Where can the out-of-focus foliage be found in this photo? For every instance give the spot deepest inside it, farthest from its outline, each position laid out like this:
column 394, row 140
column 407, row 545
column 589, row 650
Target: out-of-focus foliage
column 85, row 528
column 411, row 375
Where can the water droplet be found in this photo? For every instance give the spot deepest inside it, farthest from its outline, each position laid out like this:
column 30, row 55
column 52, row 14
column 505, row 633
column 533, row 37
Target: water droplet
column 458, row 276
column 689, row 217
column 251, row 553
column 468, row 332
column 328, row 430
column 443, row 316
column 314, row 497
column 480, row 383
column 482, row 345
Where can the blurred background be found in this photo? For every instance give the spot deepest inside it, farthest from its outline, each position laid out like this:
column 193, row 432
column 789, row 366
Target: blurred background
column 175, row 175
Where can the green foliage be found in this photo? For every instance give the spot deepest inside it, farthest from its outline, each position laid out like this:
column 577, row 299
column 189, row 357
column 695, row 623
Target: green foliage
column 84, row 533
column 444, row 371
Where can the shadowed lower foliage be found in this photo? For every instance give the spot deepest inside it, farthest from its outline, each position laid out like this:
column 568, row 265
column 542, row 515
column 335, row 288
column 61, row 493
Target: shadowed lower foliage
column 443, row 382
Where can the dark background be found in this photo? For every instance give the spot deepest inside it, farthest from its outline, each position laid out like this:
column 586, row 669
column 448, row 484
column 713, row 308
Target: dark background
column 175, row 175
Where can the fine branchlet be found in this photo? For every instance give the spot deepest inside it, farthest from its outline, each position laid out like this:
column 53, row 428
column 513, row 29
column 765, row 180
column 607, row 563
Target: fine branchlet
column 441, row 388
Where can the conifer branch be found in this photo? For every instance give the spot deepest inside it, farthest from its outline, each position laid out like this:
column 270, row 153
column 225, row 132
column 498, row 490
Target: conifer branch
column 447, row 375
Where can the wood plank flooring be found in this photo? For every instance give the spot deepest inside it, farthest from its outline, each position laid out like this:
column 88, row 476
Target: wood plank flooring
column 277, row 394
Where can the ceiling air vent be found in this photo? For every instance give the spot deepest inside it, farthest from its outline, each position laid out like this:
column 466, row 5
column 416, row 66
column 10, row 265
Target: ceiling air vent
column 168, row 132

#### [GIVEN PROBLEM]
Turn all the lines above into a Markdown table with two columns, Number and Line. Leave out any blank lines.

#### [TASK RESPONSE]
| Number | Line |
|---|---|
| 1 | Where can the out-of-focus foliage be found in this photo? For every instance give the spot deepest inside it, farthest from its outline, each position laid out like this: |
| 2 | column 394, row 140 |
| 3 | column 407, row 545 |
| 4 | column 589, row 650 |
| 5 | Target: out-of-focus foliage |
| 6 | column 85, row 528 |
| 7 | column 411, row 375 |
| 8 | Where can the water droplet be found in this photo? For every instance give the spot deepest inside it, farthest from its outline, each position laid out like this: |
| 9 | column 30, row 55 |
| 10 | column 52, row 14 |
| 11 | column 505, row 633 |
| 12 | column 533, row 37 |
| 13 | Target: water droplet |
| 14 | column 458, row 276 |
| 15 | column 689, row 217 |
| 16 | column 251, row 553 |
| 17 | column 468, row 332 |
| 18 | column 328, row 430 |
| 19 | column 443, row 316 |
| 20 | column 314, row 497 |
| 21 | column 480, row 383 |
| 22 | column 482, row 345 |
| 23 | Where can the blurred background be found in this photo? For every instance give the spot deepest inside it, farthest from its outline, each position laid out like this: |
| 24 | column 193, row 432 |
| 25 | column 789, row 366 |
| 26 | Target: blurred background |
| 27 | column 175, row 175 |
| 28 | Where can the green foliage be found in this photo? For every instance give the spot deepest inside it, farthest from its outline, each position laid out like this: |
| 29 | column 577, row 299 |
| 30 | column 189, row 357 |
| 31 | column 695, row 623 |
| 32 | Target: green foliage |
| 33 | column 84, row 533 |
| 34 | column 444, row 371 |
| 35 | Where can the shadowed lower foliage be found in this photo? For every instance give the spot deepest inside it, farthest from its outline, each position laid out like this: |
| 36 | column 568, row 265 |
| 37 | column 542, row 515 |
| 38 | column 335, row 288 |
| 39 | column 61, row 493 |
| 40 | Target: shadowed lower foliage |
| 41 | column 443, row 382 |
| 42 | Where can the dark background be found in this photo? For every instance give the spot deepest inside it, farthest from its outline, each position laid out like this: |
| 43 | column 586, row 669 |
| 44 | column 448, row 484 |
| 45 | column 713, row 308 |
| 46 | Target: dark background |
| 47 | column 175, row 175 |
| 48 | Where can the fine branchlet be found in this photo? For every instance give the spot deepest inside it, farthest from its outline, each position laid out like this: |
| 49 | column 53, row 428 |
| 50 | column 513, row 29 |
| 51 | column 765, row 180 |
| 52 | column 607, row 563 |
| 53 | Target: fine branchlet |
| 54 | column 441, row 388 |
| 55 | Where can the conifer branch be found in this photo? For every instance give the spot deepest inside it, farthest from its outline, each position laid out like this: |
| 56 | column 270, row 153 |
| 57 | column 225, row 132 |
| 58 | column 498, row 490 |
| 59 | Target: conifer branch |
| 60 | column 447, row 375 |
| 61 | Where can the wood plank flooring be found in this photo? For every instance give the spot deepest inside it, farthest from its outline, each position laid out like this: |
| 62 | column 88, row 476 |
| 63 | Target: wood plank flooring |
| 64 | column 277, row 394 |
| 65 | Where can the ceiling air vent be found in this photo? For every instance give the spot deepest inside it, farthest from its outline, each position laid out like this: |
| 66 | column 466, row 5 |
| 67 | column 416, row 66 |
| 68 | column 10, row 265 |
| 69 | Target: ceiling air vent |
| 70 | column 168, row 132 |